Medical professionals hope to gain a clearer idea of how best to respond to the virus.

Doctors hope a new monitoring system will give clearer figures on the impact of the Zika virus on New Zealand children.

From next month all babies under six months with microcephaly, or other brain abnormalities, and whose parent has been in a country with the active virus just prior to or after its conception are to be reported.

The New Zealand Paediatric Surveillance Unit, which will receive the reports, will monitor the cases and establish just how many, if any, were directly related to Zika.

Unit epidemiologist, Nigel Dickson, said the monitoring will give medical professionals a clearer idea of how best to respond to the virus.


"I'm hoping to confirm that we have not got any children with this as a result of Zika."

He said six in every 10,000 babies born in New Zealand had the condition - a figure which could rise during a Zika epidemic.

During the 2015 outbreak in Brazil more babies were born with the condition, which is characterised by a smaller head as a result of poor brain growth, Dickson said.

"It is now clear the increase was due to mothers being infected by the Zika virus in the early months of their pregnancy."

He said something similar was seen during an earlier outbreak in French Polynesia during 2013 and 2014, when Zika was linked to an increase in babies born with microcephaly there.

Auckland-based paediatric infectious disease specialist Dr Lesley Voss said an accurate gauge of the situation in New Zealand was needed.

"It is important that we understand the situation here to make sure the appropriate advice is given to people who are considering visiting the Pacific while pregnant."

The virus is predominantly spread by the Aedes mosquito, which is not found in New Zealand, but is found in many parts of the Pacific.

For more information on Zika go to the Ministry of Health website
About Zika

• Spread mostly by the bite of an infected Aedes species mosquito

• Can be passed from a pregnant woman to her fetus

• There is no vaccine or medicine

• Is active in parts of the Pacific and South and Central Americas.

(Image point grounding data)
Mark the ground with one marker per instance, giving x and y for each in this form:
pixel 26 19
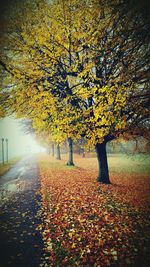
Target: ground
pixel 21 245
pixel 56 215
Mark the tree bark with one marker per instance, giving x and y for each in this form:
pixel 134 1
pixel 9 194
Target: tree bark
pixel 70 152
pixel 53 152
pixel 58 152
pixel 103 175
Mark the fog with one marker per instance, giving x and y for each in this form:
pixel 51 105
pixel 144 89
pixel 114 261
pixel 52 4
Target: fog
pixel 19 143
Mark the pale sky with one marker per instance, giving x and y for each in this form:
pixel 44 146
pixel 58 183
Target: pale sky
pixel 19 143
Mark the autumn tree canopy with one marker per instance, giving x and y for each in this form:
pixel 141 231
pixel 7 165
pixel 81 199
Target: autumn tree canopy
pixel 78 68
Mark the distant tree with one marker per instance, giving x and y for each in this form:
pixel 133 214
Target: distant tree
pixel 82 66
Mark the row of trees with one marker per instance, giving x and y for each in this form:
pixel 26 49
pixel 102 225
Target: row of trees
pixel 78 69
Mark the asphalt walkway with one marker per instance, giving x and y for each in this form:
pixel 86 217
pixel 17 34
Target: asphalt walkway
pixel 21 243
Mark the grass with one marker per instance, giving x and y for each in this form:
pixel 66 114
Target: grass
pixel 7 166
pixel 92 224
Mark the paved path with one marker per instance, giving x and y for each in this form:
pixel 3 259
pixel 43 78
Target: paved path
pixel 21 244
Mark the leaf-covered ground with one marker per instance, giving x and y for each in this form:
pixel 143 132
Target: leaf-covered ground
pixel 90 224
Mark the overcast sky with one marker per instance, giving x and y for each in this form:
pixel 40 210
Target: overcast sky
pixel 19 142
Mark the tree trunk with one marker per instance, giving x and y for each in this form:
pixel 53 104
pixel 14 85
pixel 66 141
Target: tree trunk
pixel 58 152
pixel 103 176
pixel 70 146
pixel 53 152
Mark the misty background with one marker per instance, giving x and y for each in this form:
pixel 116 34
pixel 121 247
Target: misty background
pixel 19 143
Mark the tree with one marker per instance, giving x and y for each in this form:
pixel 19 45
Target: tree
pixel 87 70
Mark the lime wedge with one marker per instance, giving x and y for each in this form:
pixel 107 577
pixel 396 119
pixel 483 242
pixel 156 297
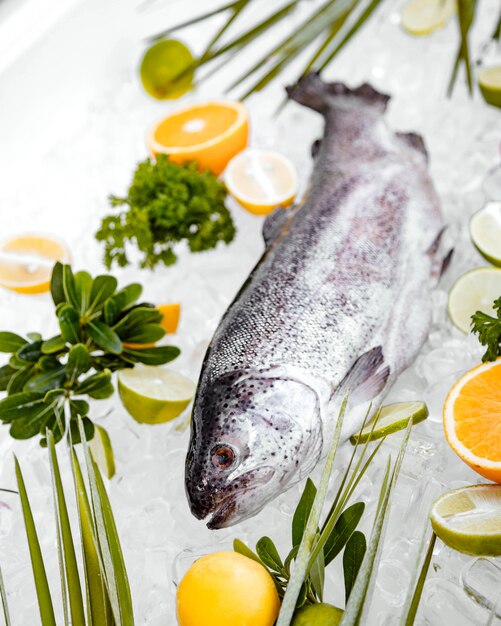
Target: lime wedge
pixel 102 451
pixel 489 81
pixel 153 395
pixel 422 17
pixel 485 232
pixel 469 519
pixel 474 291
pixel 392 418
pixel 162 64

» **How to complete this task**:
Reproduce the part of the Zika monitoring article starting at "The New Zealand" and ending at "a Zika epidemic.".

» **Answer area**:
The New Zealand Paediatric Surveillance Unit, which will receive the reports, will monitor the cases and establish just how many, if any, were directly related to Zika.

Unit epidemiologist, Nigel Dickson, said the monitoring will give medical professionals a clearer idea of how best to respond to the virus.


"I'm hoping to confirm that we have not got any children with this as a result of Zika."

He said six in every 10,000 babies born in New Zealand had the condition - a figure which could rise during a Zika epidemic.